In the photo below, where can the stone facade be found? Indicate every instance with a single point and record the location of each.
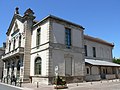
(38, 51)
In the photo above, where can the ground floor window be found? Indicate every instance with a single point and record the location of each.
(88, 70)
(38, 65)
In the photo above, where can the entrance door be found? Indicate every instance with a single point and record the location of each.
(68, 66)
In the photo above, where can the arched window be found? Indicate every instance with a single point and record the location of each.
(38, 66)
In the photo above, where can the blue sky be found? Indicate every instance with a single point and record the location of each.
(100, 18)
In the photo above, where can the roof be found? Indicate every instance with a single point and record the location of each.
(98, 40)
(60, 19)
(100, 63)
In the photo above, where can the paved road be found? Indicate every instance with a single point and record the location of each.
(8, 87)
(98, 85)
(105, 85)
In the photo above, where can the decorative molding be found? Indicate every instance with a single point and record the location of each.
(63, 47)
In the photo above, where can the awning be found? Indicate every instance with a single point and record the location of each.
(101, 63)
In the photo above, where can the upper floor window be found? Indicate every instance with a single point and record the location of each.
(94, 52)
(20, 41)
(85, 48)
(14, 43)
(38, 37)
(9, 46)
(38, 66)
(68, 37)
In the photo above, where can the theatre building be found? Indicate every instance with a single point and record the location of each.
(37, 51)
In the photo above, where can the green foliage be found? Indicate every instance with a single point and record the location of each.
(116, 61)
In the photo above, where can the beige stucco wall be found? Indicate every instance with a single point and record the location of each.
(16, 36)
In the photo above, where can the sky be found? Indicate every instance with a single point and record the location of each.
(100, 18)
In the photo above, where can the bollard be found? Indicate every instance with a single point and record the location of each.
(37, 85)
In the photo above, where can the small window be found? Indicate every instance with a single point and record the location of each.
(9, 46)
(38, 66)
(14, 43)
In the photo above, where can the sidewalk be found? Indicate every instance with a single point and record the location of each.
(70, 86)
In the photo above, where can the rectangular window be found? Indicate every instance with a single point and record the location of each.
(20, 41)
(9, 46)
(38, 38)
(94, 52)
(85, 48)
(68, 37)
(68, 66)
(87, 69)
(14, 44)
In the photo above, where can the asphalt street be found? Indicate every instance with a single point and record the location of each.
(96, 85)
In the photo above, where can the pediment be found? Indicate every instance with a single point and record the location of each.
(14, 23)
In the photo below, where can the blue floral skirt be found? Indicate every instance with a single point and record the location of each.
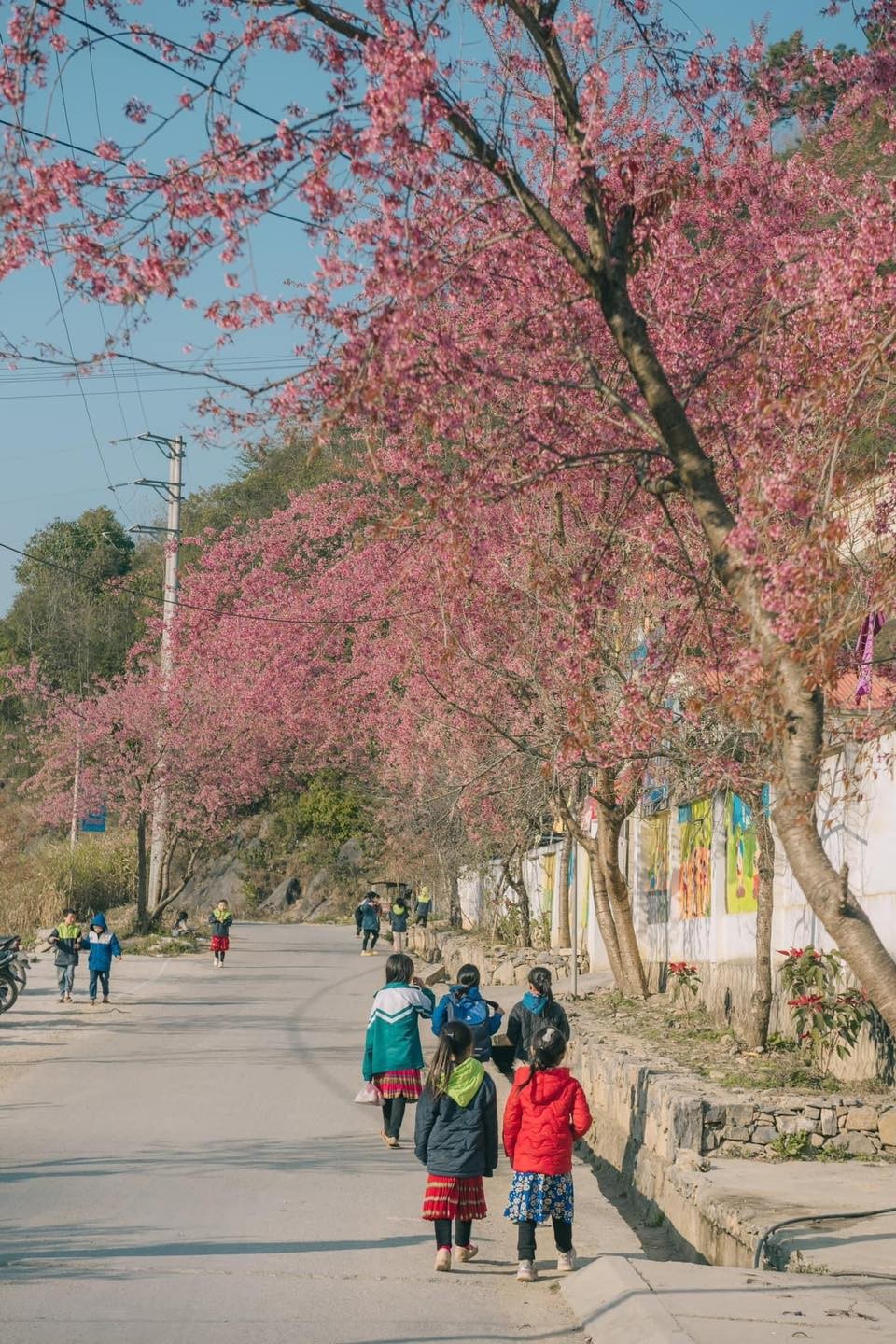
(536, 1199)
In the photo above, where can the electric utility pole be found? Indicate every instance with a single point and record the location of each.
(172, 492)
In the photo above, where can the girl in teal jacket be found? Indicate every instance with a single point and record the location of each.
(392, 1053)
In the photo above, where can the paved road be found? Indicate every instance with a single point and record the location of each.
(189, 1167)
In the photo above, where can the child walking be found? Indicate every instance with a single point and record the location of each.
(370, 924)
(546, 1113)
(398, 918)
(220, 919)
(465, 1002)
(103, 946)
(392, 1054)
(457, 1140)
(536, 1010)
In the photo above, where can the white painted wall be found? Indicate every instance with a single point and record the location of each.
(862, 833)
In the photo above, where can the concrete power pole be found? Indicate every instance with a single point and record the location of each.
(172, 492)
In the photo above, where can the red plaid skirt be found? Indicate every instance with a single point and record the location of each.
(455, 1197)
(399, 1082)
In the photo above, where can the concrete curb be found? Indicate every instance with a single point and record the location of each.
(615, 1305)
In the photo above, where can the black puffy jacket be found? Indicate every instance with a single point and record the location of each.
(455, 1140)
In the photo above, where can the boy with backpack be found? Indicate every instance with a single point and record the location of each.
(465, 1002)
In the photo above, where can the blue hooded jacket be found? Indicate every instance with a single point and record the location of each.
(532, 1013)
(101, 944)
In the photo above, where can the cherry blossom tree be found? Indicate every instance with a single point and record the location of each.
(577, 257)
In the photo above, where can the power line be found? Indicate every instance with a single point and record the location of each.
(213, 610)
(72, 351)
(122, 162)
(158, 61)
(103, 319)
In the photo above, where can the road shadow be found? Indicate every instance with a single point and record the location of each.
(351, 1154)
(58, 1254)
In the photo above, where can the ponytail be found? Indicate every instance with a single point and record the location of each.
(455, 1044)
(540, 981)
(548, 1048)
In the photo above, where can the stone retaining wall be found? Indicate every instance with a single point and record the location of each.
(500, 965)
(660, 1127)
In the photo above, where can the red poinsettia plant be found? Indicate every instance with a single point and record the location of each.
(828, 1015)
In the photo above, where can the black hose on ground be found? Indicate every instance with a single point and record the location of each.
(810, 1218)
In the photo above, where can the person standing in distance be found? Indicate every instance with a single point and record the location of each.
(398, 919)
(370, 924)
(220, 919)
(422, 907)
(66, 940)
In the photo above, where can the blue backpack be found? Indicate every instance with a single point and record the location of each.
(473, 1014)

Exercise directions:
Please reproduce every line of the material from the line containing "In the photo above, where can the concrete power" down to the line containing "(615, 1305)", both included, shifting each answer coordinate up by 70.

Answer for this exercise:
In the photo above, where can the concrete power pole be found? Indicate every instance with a single point and record the location of each.
(242, 562)
In the photo above, where can the red plaid skirt be found? Indicate every instance with a single point and record the location of each.
(525, 1267)
(469, 1152)
In the photo above, where can the concrete curb be found? Indicate every instance with a single point and record the location of each.
(685, 1375)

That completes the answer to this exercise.